_Source extract_.
——————————

Abraham’s Curse: The Roots of Violence in Judaism, Christianity, and Islam, by Bruce Chilton, Doubleday.
The biblical account of the Aqedah is familiar. Abraham is about to sacrifice his son Isaac when at the last moment, an angel stops him, telling Abraham that he has passed his test of faith and doesn’t need to actually slit the boy’s throat.
In all three of the Abrahamic religions, the moral of the story is that God rejects human sacrifice. However, the author of this disturbing book, a professor of religion and the rector of an Anglican church, attempts to show how all three religions have managed, at one time or another, to twist or ignore the story and to interpret it, not as a condemnation of martyrdom, but as a glorification of it.
History and the daily headlines show that militant religion and violence seem to go together, from Islamic suicide bombings and graphic glorifications of the crucifixions of Jesus to the indefensible actions of Israeli extremists.
Chilton shows the terrible “blood harvest” that leads from the Crusaders to pogroms against Jews to the European wars between Catholics and Protestants, right down to our own time. He concludes that the “impulse to praise martyrdom and therefore to encourage adolescents to become martyrs is embedded in the cultural DNA of the West.”
However, after his depiction of the evils that flow from religious fanaticism, the author, in the final portion of his book, castigates the recent exponents of atheism. He advises his readers that the “more closely the three religions relate to one another in their mutual challenge to realize the blessing of Abraham, the more quickly that interpretive and ethical key will turn in the lock of Abraham’s curse.
Verdict: A scholarly, often tedious mélange of theology and history around a dubious theory.
Living Without God, by Ronald Aronson, Counterpoint Publishing.
The author of this humanist approach to reality is the grandson of Jewish immigrants and a professor of the history of ideas at Wayne Sate University in Detroit.
A longtime socialist, he takes as his starting point Immanuel Kant’s three questions – “What can I know? What should I do? What may I hope?” Above all, Aronson is eager to make us think. He writes, “Instead of lending our power to a being above us and then asking for it to be lent back to us, we may be able to feel our power as drawn from and connected to, all that we depend on.”

——————————

_Source data_.
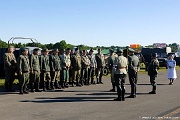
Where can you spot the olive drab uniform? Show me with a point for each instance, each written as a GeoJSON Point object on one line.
{"type": "Point", "coordinates": [10, 65]}
{"type": "Point", "coordinates": [111, 60]}
{"type": "Point", "coordinates": [120, 72]}
{"type": "Point", "coordinates": [34, 72]}
{"type": "Point", "coordinates": [23, 66]}
{"type": "Point", "coordinates": [153, 72]}
{"type": "Point", "coordinates": [66, 63]}
{"type": "Point", "coordinates": [100, 66]}
{"type": "Point", "coordinates": [76, 68]}
{"type": "Point", "coordinates": [45, 70]}
{"type": "Point", "coordinates": [85, 67]}
{"type": "Point", "coordinates": [133, 68]}
{"type": "Point", "coordinates": [92, 68]}
{"type": "Point", "coordinates": [55, 70]}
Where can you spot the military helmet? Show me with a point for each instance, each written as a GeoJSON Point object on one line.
{"type": "Point", "coordinates": [119, 50]}
{"type": "Point", "coordinates": [131, 50]}
{"type": "Point", "coordinates": [154, 54]}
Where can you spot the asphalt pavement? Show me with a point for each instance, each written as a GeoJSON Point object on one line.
{"type": "Point", "coordinates": [95, 102]}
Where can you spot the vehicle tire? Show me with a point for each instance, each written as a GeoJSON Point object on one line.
{"type": "Point", "coordinates": [105, 72]}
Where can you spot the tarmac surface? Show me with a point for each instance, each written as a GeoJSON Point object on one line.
{"type": "Point", "coordinates": [95, 102]}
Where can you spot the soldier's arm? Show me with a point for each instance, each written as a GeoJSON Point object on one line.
{"type": "Point", "coordinates": [19, 64]}
{"type": "Point", "coordinates": [6, 60]}
{"type": "Point", "coordinates": [51, 62]}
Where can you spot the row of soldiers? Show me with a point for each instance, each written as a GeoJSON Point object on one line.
{"type": "Point", "coordinates": [53, 70]}
{"type": "Point", "coordinates": [120, 66]}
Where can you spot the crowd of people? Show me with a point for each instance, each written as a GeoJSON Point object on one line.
{"type": "Point", "coordinates": [60, 69]}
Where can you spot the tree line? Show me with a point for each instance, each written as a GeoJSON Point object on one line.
{"type": "Point", "coordinates": [63, 45]}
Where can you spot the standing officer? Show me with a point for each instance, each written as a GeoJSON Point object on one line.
{"type": "Point", "coordinates": [111, 59]}
{"type": "Point", "coordinates": [133, 68]}
{"type": "Point", "coordinates": [55, 69]}
{"type": "Point", "coordinates": [153, 72]}
{"type": "Point", "coordinates": [23, 70]}
{"type": "Point", "coordinates": [66, 63]}
{"type": "Point", "coordinates": [100, 66]}
{"type": "Point", "coordinates": [85, 66]}
{"type": "Point", "coordinates": [93, 66]}
{"type": "Point", "coordinates": [10, 68]}
{"type": "Point", "coordinates": [45, 69]}
{"type": "Point", "coordinates": [119, 67]}
{"type": "Point", "coordinates": [34, 70]}
{"type": "Point", "coordinates": [76, 67]}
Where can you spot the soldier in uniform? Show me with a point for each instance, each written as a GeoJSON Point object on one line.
{"type": "Point", "coordinates": [76, 67]}
{"type": "Point", "coordinates": [45, 69]}
{"type": "Point", "coordinates": [85, 67]}
{"type": "Point", "coordinates": [34, 70]}
{"type": "Point", "coordinates": [66, 63]}
{"type": "Point", "coordinates": [133, 68]}
{"type": "Point", "coordinates": [23, 70]}
{"type": "Point", "coordinates": [10, 68]}
{"type": "Point", "coordinates": [153, 72]}
{"type": "Point", "coordinates": [111, 59]}
{"type": "Point", "coordinates": [55, 64]}
{"type": "Point", "coordinates": [120, 72]}
{"type": "Point", "coordinates": [93, 66]}
{"type": "Point", "coordinates": [100, 66]}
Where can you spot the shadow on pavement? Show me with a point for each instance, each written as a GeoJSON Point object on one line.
{"type": "Point", "coordinates": [70, 99]}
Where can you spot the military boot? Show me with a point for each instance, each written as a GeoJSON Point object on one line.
{"type": "Point", "coordinates": [153, 90]}
{"type": "Point", "coordinates": [25, 91]}
{"type": "Point", "coordinates": [52, 86]}
{"type": "Point", "coordinates": [48, 85]}
{"type": "Point", "coordinates": [113, 87]}
{"type": "Point", "coordinates": [37, 87]}
{"type": "Point", "coordinates": [44, 86]}
{"type": "Point", "coordinates": [100, 80]}
{"type": "Point", "coordinates": [6, 85]}
{"type": "Point", "coordinates": [57, 85]}
{"type": "Point", "coordinates": [97, 81]}
{"type": "Point", "coordinates": [32, 87]}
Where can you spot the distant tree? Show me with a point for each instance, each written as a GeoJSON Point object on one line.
{"type": "Point", "coordinates": [3, 44]}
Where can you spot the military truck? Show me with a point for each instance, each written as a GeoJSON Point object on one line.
{"type": "Point", "coordinates": [161, 52]}
{"type": "Point", "coordinates": [17, 52]}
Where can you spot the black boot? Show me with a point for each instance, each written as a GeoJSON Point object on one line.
{"type": "Point", "coordinates": [32, 87]}
{"type": "Point", "coordinates": [62, 84]}
{"type": "Point", "coordinates": [153, 90]}
{"type": "Point", "coordinates": [37, 87]}
{"type": "Point", "coordinates": [44, 86]}
{"type": "Point", "coordinates": [97, 81]}
{"type": "Point", "coordinates": [57, 85]}
{"type": "Point", "coordinates": [10, 87]}
{"type": "Point", "coordinates": [48, 85]}
{"type": "Point", "coordinates": [6, 85]}
{"type": "Point", "coordinates": [25, 90]}
{"type": "Point", "coordinates": [100, 80]}
{"type": "Point", "coordinates": [52, 86]}
{"type": "Point", "coordinates": [113, 89]}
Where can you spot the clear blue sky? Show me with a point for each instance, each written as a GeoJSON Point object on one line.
{"type": "Point", "coordinates": [92, 22]}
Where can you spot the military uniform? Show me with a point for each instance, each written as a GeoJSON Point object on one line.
{"type": "Point", "coordinates": [111, 59]}
{"type": "Point", "coordinates": [120, 72]}
{"type": "Point", "coordinates": [85, 67]}
{"type": "Point", "coordinates": [45, 70]}
{"type": "Point", "coordinates": [34, 72]}
{"type": "Point", "coordinates": [76, 68]}
{"type": "Point", "coordinates": [23, 70]}
{"type": "Point", "coordinates": [100, 66]}
{"type": "Point", "coordinates": [10, 69]}
{"type": "Point", "coordinates": [92, 68]}
{"type": "Point", "coordinates": [133, 68]}
{"type": "Point", "coordinates": [153, 72]}
{"type": "Point", "coordinates": [55, 69]}
{"type": "Point", "coordinates": [66, 63]}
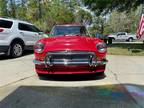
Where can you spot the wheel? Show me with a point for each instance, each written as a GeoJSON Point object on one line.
{"type": "Point", "coordinates": [16, 50]}
{"type": "Point", "coordinates": [130, 39]}
{"type": "Point", "coordinates": [110, 40]}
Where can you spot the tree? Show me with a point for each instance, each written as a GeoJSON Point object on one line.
{"type": "Point", "coordinates": [106, 6]}
{"type": "Point", "coordinates": [83, 17]}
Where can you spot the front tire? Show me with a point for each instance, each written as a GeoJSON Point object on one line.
{"type": "Point", "coordinates": [16, 50]}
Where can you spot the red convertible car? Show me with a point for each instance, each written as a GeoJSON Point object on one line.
{"type": "Point", "coordinates": [70, 50]}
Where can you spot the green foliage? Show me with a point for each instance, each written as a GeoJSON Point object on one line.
{"type": "Point", "coordinates": [43, 13]}
{"type": "Point", "coordinates": [83, 17]}
{"type": "Point", "coordinates": [105, 6]}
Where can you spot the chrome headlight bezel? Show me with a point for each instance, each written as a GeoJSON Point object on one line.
{"type": "Point", "coordinates": [39, 47]}
{"type": "Point", "coordinates": [101, 47]}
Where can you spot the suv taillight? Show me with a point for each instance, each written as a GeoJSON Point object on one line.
{"type": "Point", "coordinates": [1, 30]}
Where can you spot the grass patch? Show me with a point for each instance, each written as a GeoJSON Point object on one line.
{"type": "Point", "coordinates": [131, 49]}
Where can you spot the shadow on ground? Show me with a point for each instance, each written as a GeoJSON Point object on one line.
{"type": "Point", "coordinates": [4, 57]}
{"type": "Point", "coordinates": [106, 96]}
{"type": "Point", "coordinates": [75, 77]}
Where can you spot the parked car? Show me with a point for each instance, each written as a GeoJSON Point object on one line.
{"type": "Point", "coordinates": [122, 36]}
{"type": "Point", "coordinates": [70, 50]}
{"type": "Point", "coordinates": [102, 37]}
{"type": "Point", "coordinates": [17, 36]}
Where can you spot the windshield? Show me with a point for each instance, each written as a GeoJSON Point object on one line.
{"type": "Point", "coordinates": [69, 30]}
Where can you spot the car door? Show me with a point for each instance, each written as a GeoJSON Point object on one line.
{"type": "Point", "coordinates": [29, 32]}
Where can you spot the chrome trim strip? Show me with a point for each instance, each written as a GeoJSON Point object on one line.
{"type": "Point", "coordinates": [36, 62]}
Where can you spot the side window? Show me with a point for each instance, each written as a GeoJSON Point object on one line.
{"type": "Point", "coordinates": [27, 27]}
{"type": "Point", "coordinates": [6, 24]}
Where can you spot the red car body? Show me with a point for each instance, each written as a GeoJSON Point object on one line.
{"type": "Point", "coordinates": [69, 54]}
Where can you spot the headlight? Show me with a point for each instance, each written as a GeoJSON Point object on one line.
{"type": "Point", "coordinates": [101, 47]}
{"type": "Point", "coordinates": [39, 47]}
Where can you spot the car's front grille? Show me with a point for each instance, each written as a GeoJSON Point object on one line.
{"type": "Point", "coordinates": [70, 58]}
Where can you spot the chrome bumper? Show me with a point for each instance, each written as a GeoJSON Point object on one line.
{"type": "Point", "coordinates": [65, 63]}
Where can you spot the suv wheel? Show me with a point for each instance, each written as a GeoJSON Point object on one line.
{"type": "Point", "coordinates": [16, 50]}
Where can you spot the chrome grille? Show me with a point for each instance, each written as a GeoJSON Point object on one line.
{"type": "Point", "coordinates": [70, 58]}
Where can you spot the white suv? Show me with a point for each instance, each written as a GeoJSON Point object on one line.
{"type": "Point", "coordinates": [123, 36]}
{"type": "Point", "coordinates": [17, 36]}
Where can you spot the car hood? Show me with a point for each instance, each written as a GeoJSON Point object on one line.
{"type": "Point", "coordinates": [61, 43]}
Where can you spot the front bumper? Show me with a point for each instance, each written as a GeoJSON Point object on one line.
{"type": "Point", "coordinates": [65, 63]}
{"type": "Point", "coordinates": [70, 68]}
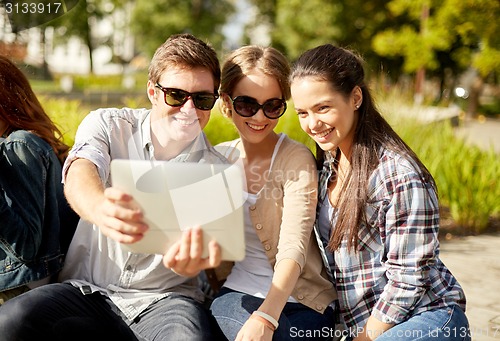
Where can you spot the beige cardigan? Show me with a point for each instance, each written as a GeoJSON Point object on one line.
{"type": "Point", "coordinates": [283, 217]}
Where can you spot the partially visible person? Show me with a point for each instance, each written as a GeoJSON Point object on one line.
{"type": "Point", "coordinates": [378, 212]}
{"type": "Point", "coordinates": [36, 222]}
{"type": "Point", "coordinates": [280, 290]}
{"type": "Point", "coordinates": [106, 292]}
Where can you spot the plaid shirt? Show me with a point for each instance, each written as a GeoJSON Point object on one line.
{"type": "Point", "coordinates": [396, 271]}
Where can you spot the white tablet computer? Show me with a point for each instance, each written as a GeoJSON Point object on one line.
{"type": "Point", "coordinates": [175, 196]}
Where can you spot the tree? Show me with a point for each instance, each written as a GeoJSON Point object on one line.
{"type": "Point", "coordinates": [301, 25]}
{"type": "Point", "coordinates": [153, 21]}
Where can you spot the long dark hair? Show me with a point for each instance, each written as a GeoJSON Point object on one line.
{"type": "Point", "coordinates": [343, 69]}
{"type": "Point", "coordinates": [20, 108]}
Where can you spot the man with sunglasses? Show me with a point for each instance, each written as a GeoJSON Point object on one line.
{"type": "Point", "coordinates": [107, 292]}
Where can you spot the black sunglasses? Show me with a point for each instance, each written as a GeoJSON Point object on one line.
{"type": "Point", "coordinates": [177, 97]}
{"type": "Point", "coordinates": [248, 106]}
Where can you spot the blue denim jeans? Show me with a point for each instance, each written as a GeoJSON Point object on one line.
{"type": "Point", "coordinates": [61, 312]}
{"type": "Point", "coordinates": [448, 323]}
{"type": "Point", "coordinates": [231, 309]}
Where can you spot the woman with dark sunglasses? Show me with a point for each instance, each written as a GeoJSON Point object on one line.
{"type": "Point", "coordinates": [273, 293]}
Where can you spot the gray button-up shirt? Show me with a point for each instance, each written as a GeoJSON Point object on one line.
{"type": "Point", "coordinates": [132, 281]}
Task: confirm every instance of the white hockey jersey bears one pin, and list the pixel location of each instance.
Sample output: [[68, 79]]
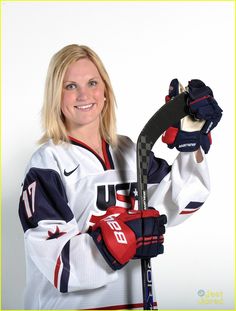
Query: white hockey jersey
[[64, 186]]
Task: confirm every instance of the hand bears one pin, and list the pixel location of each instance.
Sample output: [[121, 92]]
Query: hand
[[122, 235], [193, 131]]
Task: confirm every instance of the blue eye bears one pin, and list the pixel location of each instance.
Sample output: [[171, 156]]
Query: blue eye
[[71, 86]]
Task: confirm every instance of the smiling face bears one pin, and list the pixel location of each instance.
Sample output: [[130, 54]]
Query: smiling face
[[82, 96]]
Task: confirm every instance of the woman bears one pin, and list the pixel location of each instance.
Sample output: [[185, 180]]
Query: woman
[[78, 206]]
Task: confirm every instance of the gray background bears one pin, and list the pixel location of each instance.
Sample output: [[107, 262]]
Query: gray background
[[143, 46]]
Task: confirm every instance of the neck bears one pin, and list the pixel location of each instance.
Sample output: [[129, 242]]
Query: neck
[[90, 137]]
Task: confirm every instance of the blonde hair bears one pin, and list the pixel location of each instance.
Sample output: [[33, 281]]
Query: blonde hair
[[52, 117]]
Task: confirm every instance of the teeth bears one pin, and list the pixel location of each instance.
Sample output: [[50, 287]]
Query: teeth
[[85, 106]]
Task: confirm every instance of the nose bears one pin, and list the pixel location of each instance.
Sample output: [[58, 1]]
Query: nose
[[82, 94]]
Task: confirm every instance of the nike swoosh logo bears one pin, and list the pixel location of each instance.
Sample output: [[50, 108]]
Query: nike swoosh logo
[[69, 173]]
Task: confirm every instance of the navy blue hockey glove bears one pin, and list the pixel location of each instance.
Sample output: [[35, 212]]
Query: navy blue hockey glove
[[193, 131], [202, 105], [122, 235]]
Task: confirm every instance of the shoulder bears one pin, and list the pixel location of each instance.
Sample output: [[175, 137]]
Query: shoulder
[[125, 142], [47, 155]]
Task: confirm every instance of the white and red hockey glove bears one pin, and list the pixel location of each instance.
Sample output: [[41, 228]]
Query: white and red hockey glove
[[193, 131], [122, 235]]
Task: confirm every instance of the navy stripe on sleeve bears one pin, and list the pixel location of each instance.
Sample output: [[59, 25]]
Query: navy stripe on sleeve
[[43, 198]]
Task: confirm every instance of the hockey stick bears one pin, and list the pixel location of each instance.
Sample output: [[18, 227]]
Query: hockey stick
[[166, 116]]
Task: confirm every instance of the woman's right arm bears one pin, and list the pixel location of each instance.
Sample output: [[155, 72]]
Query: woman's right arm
[[68, 258]]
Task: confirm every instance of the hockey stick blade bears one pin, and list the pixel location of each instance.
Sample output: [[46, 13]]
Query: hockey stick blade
[[166, 116]]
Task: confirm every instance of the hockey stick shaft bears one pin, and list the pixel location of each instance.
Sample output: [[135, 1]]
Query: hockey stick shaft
[[165, 117]]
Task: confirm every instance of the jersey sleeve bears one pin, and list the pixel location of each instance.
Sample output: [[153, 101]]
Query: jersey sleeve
[[181, 191], [68, 258]]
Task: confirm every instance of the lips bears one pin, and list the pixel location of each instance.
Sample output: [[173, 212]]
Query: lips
[[84, 107]]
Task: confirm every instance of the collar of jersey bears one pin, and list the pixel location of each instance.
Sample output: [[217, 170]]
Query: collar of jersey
[[108, 163]]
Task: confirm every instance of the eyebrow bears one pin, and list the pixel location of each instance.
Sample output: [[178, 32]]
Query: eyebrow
[[71, 81]]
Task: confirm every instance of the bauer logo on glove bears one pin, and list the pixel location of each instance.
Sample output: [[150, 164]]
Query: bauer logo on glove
[[122, 235], [193, 131]]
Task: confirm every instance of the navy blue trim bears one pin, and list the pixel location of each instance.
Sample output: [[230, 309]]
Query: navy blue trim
[[109, 156], [65, 256], [50, 201]]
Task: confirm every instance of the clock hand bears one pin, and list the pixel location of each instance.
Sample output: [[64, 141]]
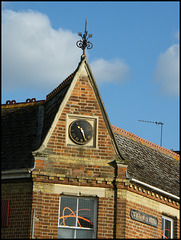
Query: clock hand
[[82, 131]]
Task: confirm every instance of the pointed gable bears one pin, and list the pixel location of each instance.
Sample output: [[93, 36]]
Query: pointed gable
[[81, 101]]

——————————

_Parts of the exercise_.
[1] Rewrite the paragraph of the book reviews that begins "In all three of the Abrahamic religions" in fewer words, keeping its main facts.
[2] Summarize the book reviews in two sentences.
[3] Resume the book reviews from the point where they stop.
The records have no connection to the book reviews.

_Results for each task_.
[1] All three Abrahamic religions read the story as God rejecting human sacrifice. Yet the author, a religion professor and Anglican rector, argues that each has at times twisted or ignored it, treating it as a glorification of martyrdom instead of a condemnation.

[2] Bruce Chilton's *Abraham's Curse* argues that Judaism, Christianity, and Islam have each at times read the story of Abraham and Isaac as glorifying martyrdom, and the reviewer calls it a scholarly, often tedious mix of theology and history built on a dubious theory. Ronald Aronson's *Living Without God* is a humanist approach to reality that starts from Kant's three questions and aims above all to make readers think.

[3]
This interconnectedness makes it imperative that we assume responsibility for the nature of our society. For example, he writes that the coming to power of Hitler and the unspeakable horrors of the Holocaust “required the active or passive consent of tens of millions. Many of the accomplices may have done very little or even nothing. Some only averted their eyes. But each did “exactly what was needed” for the triumph of evil.
Aronson asks and strives to answer questions such as these: “Without God, how do we experience gratitude for life’s gifts? How do we confront aging and death? How do we make sense of an often insane and inexplicable society?”
It is refreshing that he is less interested in attacking religion than in offering an alternative to those “who manage to live fundamentally secular lives and who search for meaning and truth.”
For the most part, his approach is humane, modest and irrepressibly hopeful. He points out that the most unequal and insecure of advanced societies, the United States, is also the one that has the greatest presence and intensity of belief in heaven above and in a transcendent force managing human lives.
Verdict: A well-meaning, readable humanist approach to the modern situation that offers few answers to the old, baffling questions that religion poses.